**Textauszug**
War gestern schon im Briefkasten
Habs schon so gut wie durch. Schade nur, die Videos die drauf sind gabs schon hier online zu betrachten, zumindest die Meisten. Risen is weniger interessant für mich, und mein Bub wollt es auch nicht spielen.


----------



## Lord Wotan (3. März 2013)

Warum gibt es beim Großes Jubiläum - PCGH eigentlich kein Gewinnspiel in Heft? Oder habe ich das überlesen?


----------



## orca113 (3. März 2013)

Huch, habe meine gerade aus dem Briefkasten geholt. Habe gestern gar nicht nachgeschaut. Nette Ausgabe. Habe gerade drin geschmökert und mir die Netzteil Sache angesehen. Und habe daraufin auch eins bestellt.


----------



## Klarostorix (3. März 2013)

Soo, meine Ausgabe ist auch gestern schon angekommen. Nachdem es einige Male Probleme mit dem Versand gegeben hat, läuft nun seit 3 Monaten alles glatt. Dafür ein . Die aktuelle Ausgabe gefällt mir sehr gut. Gerade der Titan-Test und C3 waren schon Highlights.

**Bereitgestellte Daten**

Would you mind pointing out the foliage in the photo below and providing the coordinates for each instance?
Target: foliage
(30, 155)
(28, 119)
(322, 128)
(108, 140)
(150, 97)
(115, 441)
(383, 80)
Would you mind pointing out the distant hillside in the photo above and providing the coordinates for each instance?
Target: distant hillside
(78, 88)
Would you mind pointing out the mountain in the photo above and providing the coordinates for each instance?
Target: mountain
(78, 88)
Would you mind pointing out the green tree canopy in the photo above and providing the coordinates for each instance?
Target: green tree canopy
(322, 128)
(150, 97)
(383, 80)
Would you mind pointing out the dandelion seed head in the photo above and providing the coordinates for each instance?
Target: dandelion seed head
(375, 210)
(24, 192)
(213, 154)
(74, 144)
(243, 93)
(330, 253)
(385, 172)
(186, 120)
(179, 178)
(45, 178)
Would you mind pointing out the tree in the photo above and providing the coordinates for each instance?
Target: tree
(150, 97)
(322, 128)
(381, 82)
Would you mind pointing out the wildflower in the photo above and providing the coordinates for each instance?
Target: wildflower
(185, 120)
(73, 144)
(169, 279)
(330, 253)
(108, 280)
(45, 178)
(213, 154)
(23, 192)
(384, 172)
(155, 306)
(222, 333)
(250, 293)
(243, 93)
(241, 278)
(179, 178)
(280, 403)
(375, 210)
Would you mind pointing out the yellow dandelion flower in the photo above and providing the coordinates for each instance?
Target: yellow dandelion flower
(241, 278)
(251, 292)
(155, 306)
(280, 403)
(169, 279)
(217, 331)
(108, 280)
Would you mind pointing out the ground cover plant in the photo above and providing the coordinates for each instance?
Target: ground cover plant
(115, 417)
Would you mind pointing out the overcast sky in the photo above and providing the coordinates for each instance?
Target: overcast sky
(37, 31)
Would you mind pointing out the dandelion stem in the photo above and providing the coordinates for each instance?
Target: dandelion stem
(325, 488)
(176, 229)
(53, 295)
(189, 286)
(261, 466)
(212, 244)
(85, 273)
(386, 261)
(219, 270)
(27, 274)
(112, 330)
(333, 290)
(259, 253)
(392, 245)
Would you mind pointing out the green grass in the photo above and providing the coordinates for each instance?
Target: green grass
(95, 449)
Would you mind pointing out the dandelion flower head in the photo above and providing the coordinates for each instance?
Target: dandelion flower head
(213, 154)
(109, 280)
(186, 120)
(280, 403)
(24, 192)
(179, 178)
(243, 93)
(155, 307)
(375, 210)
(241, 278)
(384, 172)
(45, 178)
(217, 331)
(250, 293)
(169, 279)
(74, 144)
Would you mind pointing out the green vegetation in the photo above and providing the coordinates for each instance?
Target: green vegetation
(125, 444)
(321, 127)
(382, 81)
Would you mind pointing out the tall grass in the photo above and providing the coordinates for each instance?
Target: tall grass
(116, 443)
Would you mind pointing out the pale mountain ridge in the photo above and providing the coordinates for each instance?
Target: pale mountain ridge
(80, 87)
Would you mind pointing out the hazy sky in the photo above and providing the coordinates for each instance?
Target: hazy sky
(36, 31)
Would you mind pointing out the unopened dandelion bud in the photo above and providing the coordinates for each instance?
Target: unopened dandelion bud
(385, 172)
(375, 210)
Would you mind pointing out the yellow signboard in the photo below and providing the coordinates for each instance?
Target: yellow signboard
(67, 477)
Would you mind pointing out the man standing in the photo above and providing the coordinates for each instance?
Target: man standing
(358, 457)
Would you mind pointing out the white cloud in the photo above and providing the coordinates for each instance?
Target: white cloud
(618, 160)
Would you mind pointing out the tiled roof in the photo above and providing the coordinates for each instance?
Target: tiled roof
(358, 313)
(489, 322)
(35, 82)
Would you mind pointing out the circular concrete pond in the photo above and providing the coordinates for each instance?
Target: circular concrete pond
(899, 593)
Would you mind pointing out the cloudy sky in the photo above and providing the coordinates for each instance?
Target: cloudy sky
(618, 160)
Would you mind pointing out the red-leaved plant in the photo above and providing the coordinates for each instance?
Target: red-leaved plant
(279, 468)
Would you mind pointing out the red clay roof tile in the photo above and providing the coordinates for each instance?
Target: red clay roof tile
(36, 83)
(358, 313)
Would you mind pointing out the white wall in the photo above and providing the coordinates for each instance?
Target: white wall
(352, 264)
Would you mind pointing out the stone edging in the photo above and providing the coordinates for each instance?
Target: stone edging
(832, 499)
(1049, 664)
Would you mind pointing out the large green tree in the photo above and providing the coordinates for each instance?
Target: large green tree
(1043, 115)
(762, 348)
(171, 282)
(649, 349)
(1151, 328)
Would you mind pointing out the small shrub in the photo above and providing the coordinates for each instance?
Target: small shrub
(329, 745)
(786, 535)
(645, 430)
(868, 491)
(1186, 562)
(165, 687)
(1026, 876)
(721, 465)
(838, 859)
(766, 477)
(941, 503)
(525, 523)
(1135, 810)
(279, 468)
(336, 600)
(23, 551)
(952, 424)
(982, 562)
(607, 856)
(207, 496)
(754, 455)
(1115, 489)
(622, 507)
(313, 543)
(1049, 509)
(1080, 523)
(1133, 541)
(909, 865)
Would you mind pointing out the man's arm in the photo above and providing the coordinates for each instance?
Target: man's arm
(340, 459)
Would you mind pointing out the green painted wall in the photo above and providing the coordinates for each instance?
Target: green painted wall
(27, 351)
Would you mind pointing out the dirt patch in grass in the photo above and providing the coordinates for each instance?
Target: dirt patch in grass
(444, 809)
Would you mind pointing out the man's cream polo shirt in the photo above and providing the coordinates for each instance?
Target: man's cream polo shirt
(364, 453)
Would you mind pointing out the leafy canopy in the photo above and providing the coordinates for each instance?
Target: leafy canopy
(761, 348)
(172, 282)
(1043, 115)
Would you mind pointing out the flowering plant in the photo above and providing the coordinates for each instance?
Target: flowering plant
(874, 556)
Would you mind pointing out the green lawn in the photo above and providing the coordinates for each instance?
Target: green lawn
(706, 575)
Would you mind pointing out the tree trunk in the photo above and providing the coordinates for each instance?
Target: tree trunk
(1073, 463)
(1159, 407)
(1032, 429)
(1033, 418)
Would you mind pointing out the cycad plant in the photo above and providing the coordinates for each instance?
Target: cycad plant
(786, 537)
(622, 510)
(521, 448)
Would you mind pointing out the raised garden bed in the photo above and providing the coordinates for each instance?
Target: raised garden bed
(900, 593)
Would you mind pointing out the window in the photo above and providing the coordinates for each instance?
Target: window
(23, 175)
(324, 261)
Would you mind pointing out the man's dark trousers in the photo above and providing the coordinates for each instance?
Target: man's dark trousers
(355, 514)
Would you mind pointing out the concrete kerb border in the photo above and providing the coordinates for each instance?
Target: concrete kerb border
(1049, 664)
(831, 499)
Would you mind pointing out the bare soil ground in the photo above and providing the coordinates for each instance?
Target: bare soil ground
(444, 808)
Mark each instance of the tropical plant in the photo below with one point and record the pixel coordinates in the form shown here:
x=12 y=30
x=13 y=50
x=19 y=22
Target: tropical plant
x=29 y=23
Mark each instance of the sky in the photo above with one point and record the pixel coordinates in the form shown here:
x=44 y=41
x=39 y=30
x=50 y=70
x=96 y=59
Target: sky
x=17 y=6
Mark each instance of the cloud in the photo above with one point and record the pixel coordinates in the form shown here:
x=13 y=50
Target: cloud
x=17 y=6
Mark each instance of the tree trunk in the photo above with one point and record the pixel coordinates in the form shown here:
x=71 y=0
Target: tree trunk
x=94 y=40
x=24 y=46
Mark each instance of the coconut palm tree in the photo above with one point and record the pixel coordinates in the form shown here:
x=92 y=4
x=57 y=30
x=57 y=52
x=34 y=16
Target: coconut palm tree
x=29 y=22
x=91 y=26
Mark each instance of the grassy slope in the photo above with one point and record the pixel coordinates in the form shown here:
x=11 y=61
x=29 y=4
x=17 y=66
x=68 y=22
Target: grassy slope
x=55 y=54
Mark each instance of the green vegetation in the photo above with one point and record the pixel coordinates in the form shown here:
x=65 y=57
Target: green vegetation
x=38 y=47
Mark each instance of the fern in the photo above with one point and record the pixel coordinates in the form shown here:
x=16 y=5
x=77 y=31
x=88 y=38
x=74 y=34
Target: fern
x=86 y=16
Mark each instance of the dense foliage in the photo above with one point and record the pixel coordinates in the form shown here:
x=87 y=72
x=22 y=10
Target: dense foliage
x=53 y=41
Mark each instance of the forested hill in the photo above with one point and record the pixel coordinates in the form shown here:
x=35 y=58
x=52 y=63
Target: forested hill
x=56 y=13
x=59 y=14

**Kurze Aufgabe**
Wie geht die Forumsdiskussion über die neue PCGH-Ausgabe nach ihrem letzten Satz weiter? Setzen Sie sie fort.

**Schriftliche Antwort**
Da bleibt eigentlich nur noch eines zu sagen: Auf die nächsten 150


----------



## Fanator-II-701 (3. März 2013)

Glückwunsch. 
Aber ...

Sind es auch nur wieder 130/132 Seiten (statt noch 146, wie bis Ausgabe 1/2013), dafür wieder mit (prozentual zu den Artikeln) gestiegenem Werbeanteil?
Ich fand eure "Lobhudelei in eigener Sache" in Ausgabe 2/2013 (der 149´ten) : "Noch kein bisschen müde..." gerade in Anbetracht der o. a. Tatsache eigentlich schon ein wenig vermessen. 
Kann mich gar nicht erinnern, wie lange ich eurer Zeitschrift bisher treu geblieben bin (anfangs Abo von 2 Ausgaben über 1 Extended-Abo zu nun gelegentlichen Käufen im Zeitschriftenhandel), aber leider wurde die Qualität und die wissenswerten Inhalte immer geringer. Dem gegenüber stieg der Anteil an Werbung und Eigenwerbung (Alternate + PC-Games-PC´s).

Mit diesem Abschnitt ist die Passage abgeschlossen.